** START Working data **
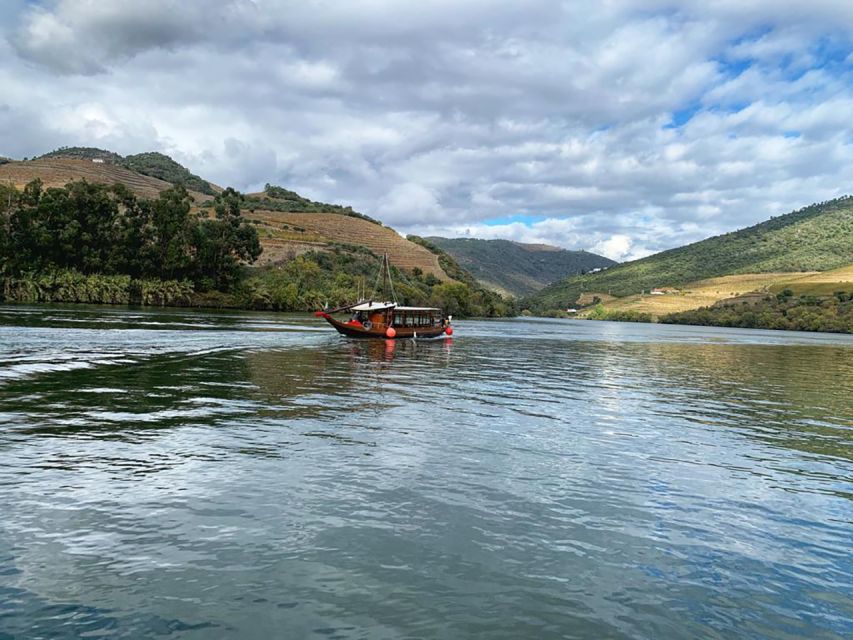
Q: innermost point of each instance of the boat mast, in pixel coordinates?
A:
(385, 276)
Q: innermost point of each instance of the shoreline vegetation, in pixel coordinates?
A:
(101, 244)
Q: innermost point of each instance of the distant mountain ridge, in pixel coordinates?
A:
(816, 238)
(517, 268)
(288, 224)
(151, 163)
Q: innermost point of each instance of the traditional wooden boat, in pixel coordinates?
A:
(389, 320)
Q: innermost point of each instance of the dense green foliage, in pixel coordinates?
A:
(83, 153)
(158, 165)
(804, 313)
(816, 238)
(600, 313)
(336, 277)
(72, 286)
(280, 199)
(520, 269)
(446, 261)
(106, 230)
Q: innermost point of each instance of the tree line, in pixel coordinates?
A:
(101, 229)
(783, 311)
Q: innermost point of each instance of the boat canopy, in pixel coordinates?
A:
(373, 306)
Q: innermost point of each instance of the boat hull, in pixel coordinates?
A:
(378, 332)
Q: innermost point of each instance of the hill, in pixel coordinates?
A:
(288, 224)
(815, 238)
(82, 153)
(517, 268)
(285, 235)
(162, 166)
(58, 171)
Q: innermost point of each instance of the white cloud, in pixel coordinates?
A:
(623, 126)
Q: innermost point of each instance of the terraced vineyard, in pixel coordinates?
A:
(284, 235)
(57, 172)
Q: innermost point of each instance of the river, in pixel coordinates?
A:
(248, 475)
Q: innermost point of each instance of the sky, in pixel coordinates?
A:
(619, 127)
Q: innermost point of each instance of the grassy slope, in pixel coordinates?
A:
(706, 293)
(283, 234)
(515, 268)
(163, 167)
(816, 238)
(57, 172)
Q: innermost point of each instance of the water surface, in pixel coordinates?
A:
(219, 475)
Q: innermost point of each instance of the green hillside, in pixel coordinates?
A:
(519, 269)
(275, 198)
(83, 153)
(816, 238)
(154, 164)
(158, 165)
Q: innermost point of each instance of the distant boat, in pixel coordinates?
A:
(387, 319)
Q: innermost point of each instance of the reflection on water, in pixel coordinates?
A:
(237, 475)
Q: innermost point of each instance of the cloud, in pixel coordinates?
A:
(625, 127)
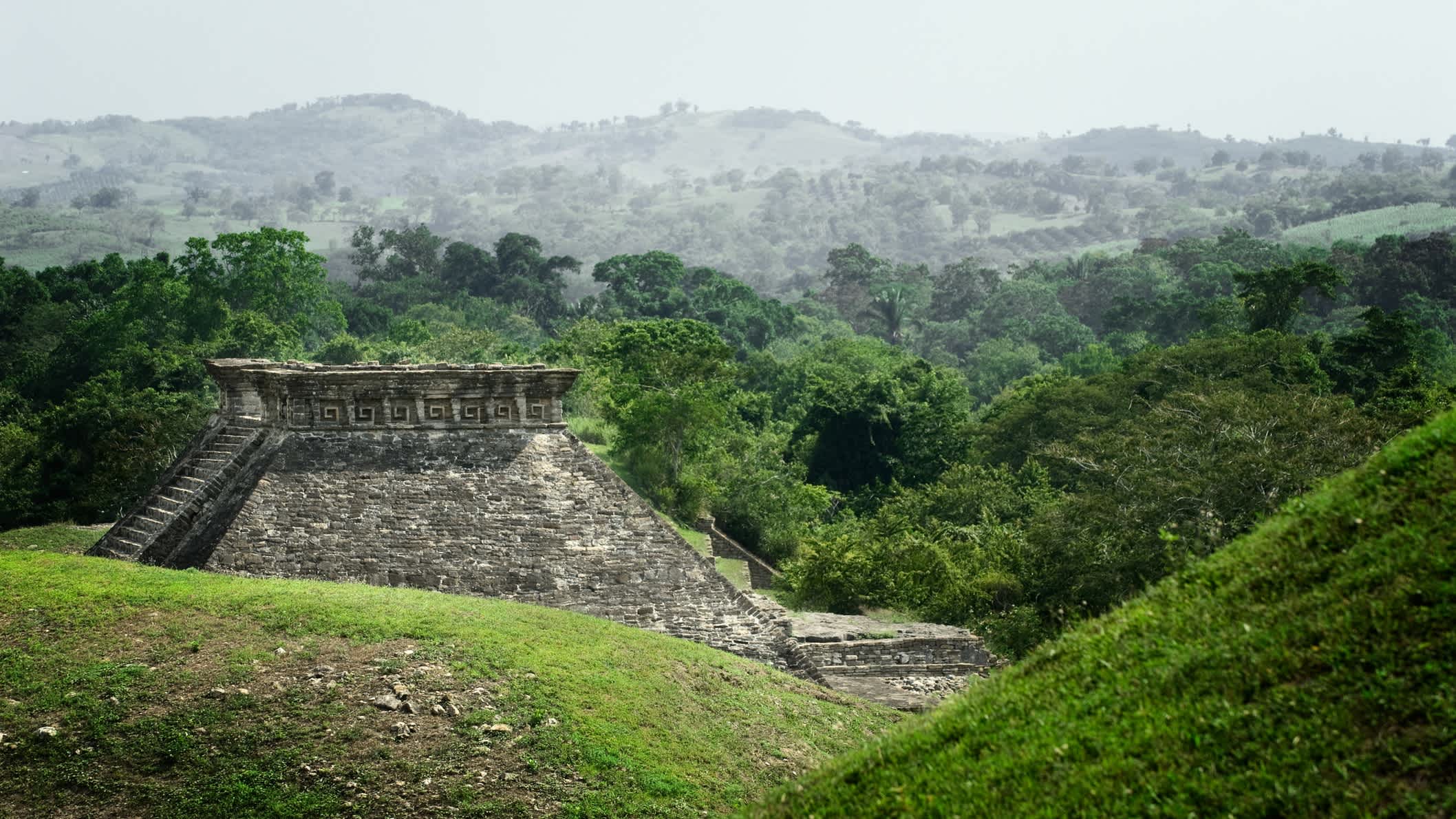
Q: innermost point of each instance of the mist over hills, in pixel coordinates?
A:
(758, 193)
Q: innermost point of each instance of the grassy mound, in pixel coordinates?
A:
(1307, 669)
(194, 694)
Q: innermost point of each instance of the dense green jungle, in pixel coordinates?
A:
(1002, 385)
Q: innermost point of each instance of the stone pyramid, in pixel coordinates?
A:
(465, 480)
(460, 478)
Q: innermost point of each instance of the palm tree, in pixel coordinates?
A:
(890, 308)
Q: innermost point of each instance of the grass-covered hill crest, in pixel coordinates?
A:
(137, 691)
(1303, 671)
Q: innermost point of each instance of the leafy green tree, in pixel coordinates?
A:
(868, 414)
(268, 271)
(644, 286)
(532, 280)
(1274, 296)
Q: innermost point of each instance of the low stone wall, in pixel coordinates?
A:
(760, 575)
(900, 652)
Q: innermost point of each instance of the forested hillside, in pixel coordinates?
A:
(1303, 671)
(760, 194)
(1005, 449)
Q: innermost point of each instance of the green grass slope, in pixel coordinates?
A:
(1371, 225)
(194, 694)
(1307, 669)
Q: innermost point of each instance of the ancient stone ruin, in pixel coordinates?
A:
(459, 478)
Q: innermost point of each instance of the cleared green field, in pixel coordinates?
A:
(140, 691)
(1375, 224)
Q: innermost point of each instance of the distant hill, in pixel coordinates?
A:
(139, 691)
(1303, 671)
(760, 193)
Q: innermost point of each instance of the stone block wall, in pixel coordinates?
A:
(523, 515)
(900, 652)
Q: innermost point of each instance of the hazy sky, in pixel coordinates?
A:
(1250, 67)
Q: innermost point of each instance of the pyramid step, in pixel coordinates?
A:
(131, 535)
(146, 525)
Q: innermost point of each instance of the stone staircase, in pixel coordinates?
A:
(152, 531)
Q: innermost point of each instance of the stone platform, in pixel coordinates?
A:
(465, 480)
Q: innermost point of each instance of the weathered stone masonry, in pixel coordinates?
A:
(438, 477)
(462, 478)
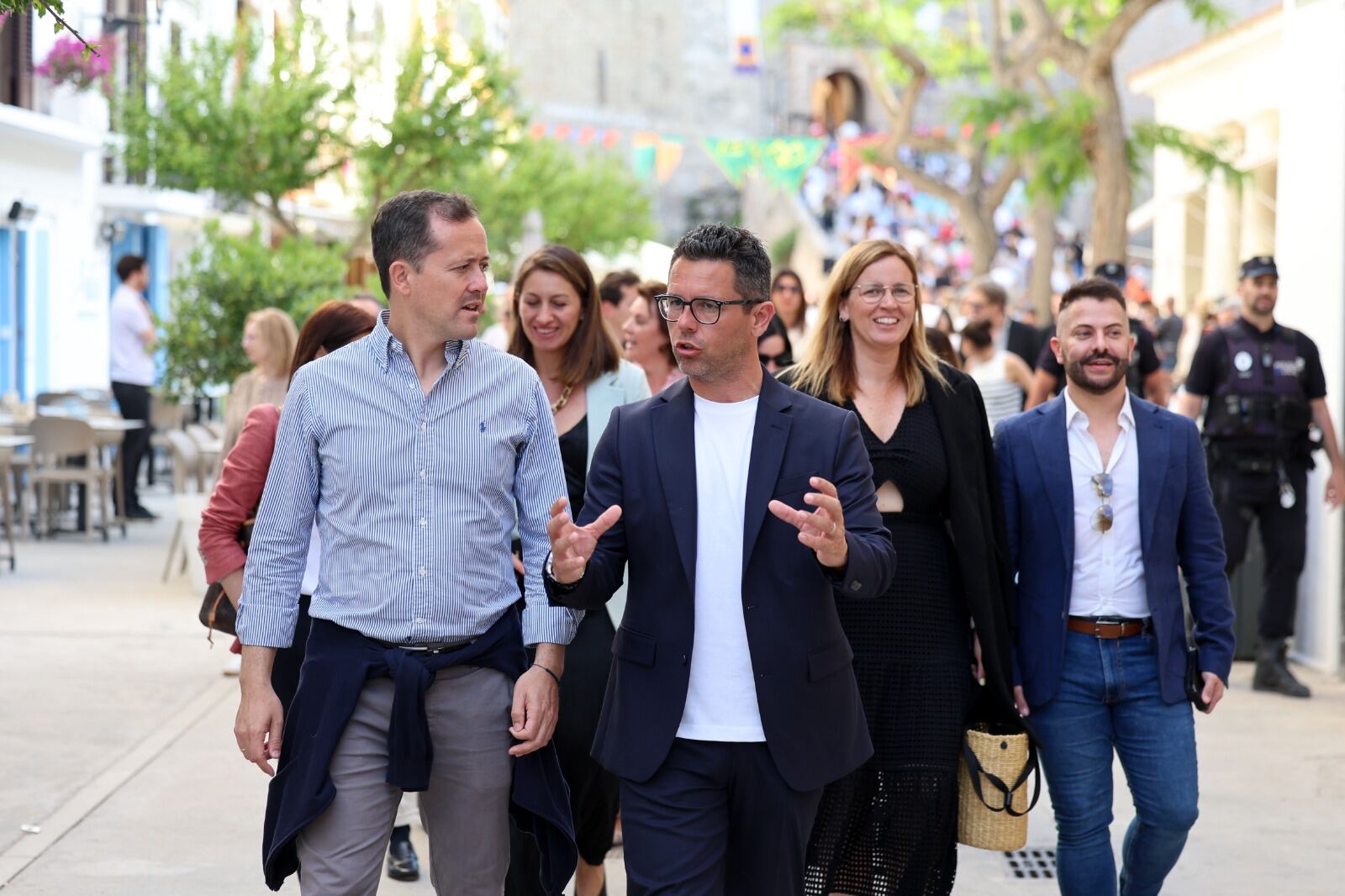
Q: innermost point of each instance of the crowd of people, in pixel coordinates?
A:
(725, 568)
** END Working data **
Reproduce all the records verbatim, excluding images.

Q: innermost point of each instance of the boat mast, in pixel coordinates?
A:
(385, 276)
Q: innermost point of each instance of the shoreline vegetation, in pixel coordinates?
A:
(101, 244)
Q: innermost point of each instance of the distant mountain ridge, in pixel coordinates?
A:
(816, 238)
(517, 268)
(288, 224)
(151, 163)
Q: innermost point of each instance of the traditional wooden boat, in pixel coordinates?
A:
(389, 320)
Q: innermost point of each instance of the dense green foliage, in pixel coordinates?
A:
(83, 153)
(158, 165)
(804, 313)
(816, 238)
(600, 313)
(336, 277)
(72, 286)
(280, 199)
(520, 269)
(446, 261)
(106, 230)
Q: innermost point of each instance of the tree line, in pixel coordinates?
A:
(101, 229)
(783, 311)
Q: innermost point of each instance of the boat canopy, in pixel coordinates?
A:
(373, 306)
Q: innermost point of each instance of the boat hull, in pixel coordinates?
A:
(378, 332)
Q: innermost point of each instance of the hill, in pixel coordinates?
A:
(288, 224)
(815, 238)
(82, 153)
(517, 268)
(285, 235)
(162, 166)
(58, 171)
Q: innermost point of each instance of the white cloud, in pixel coordinates?
A:
(623, 126)
Q: innermost point of each instance of the terraced vineyard, in pixel coordinates?
A:
(284, 235)
(57, 172)
Q: innermost point of each instance of the river, in pixel coordinates?
A:
(248, 475)
Q: innermost point of each instance of the sky, in pixel coordinates?
A:
(619, 127)
Q: innermost point of each instance of the grassy slope, in pixel coordinates?
A:
(706, 293)
(283, 234)
(515, 268)
(163, 167)
(816, 238)
(57, 172)
Q: innermost point of each instance of the water surface, in pixel coordinates?
A:
(219, 475)
Q: innermost point of each instance of the green hillside, in pixel coordinates?
A:
(519, 269)
(275, 198)
(83, 153)
(816, 238)
(154, 164)
(158, 165)
Q: innermost point of each instance of the distant boat, in pixel coordinates?
A:
(387, 319)
Q: innermost point of each instance of the reflection on water, in pixel coordinates?
A:
(237, 475)
Q: innermost point of each instance of the cloud, in pixel coordinates?
A:
(625, 127)
Q: innermost point of each instance of the mist over hills, in pixel coordinates?
A:
(758, 193)
Q: innermost point of each instance of the grassy mound, in pixel coordinates?
A:
(1307, 669)
(194, 694)
Q: innermost point of each instance of the dense green jungle, in pixel coordinates?
A:
(1002, 385)
Q: innermost point of each instance of the stone pyramid, in pixel coordinates?
A:
(465, 480)
(460, 478)
Q: innermost point of each instance of the palm tree, in pixel coordinates?
A:
(890, 308)
Q: innermost point of each instance of the grass-covered hill crest, in pixel coordinates?
A:
(137, 691)
(1303, 671)
Q: innermost point of each instance of the leafy green tree, in pixel coordinates?
A:
(868, 414)
(268, 271)
(644, 286)
(532, 280)
(1274, 296)
Q: innermost point of each instance of the low stone wall, in pixel coordinates?
A:
(760, 575)
(900, 652)
Q: innermost point of each instance of the forested hillside, in pixel coordinates?
A:
(1303, 671)
(760, 194)
(1005, 449)
Q: innermost point of each instance of the green grass slope, in pixel coordinates?
A:
(1371, 225)
(194, 694)
(1307, 669)
Q: innermost point of each instance of the ancient stone ruin, in pixel coordinates?
A:
(459, 478)
Q: innermost point of each instance of the cleared green field, in pixel coordinates?
A:
(140, 691)
(1375, 224)
Q: innermost point of each instance of the distant hill, in pixel coordinates?
A:
(139, 691)
(1303, 671)
(760, 193)
Q: innermost point of each instance of the stone block wall, in pixel coordinates?
A:
(523, 515)
(900, 652)
Q: innermost point of each instance of the hazy sky, in pixel coordinates?
A:
(1250, 67)
Q: innermost point of each instance of the pyramid step, in pixel coordinates?
A:
(131, 535)
(146, 525)
Q: innermost point of each instance of the stone staircase, in pixel coordinates?
A:
(152, 531)
Q: innermost point of each instance of the stone platform, in pixel coordinates?
A:
(465, 480)
Q: innermost point of each instance of the weathered stone masonry, in pixel coordinates?
A:
(438, 477)
(462, 478)
Q: innermost point of each instance of the crowd of people, in pixel coordinates?
A:
(725, 568)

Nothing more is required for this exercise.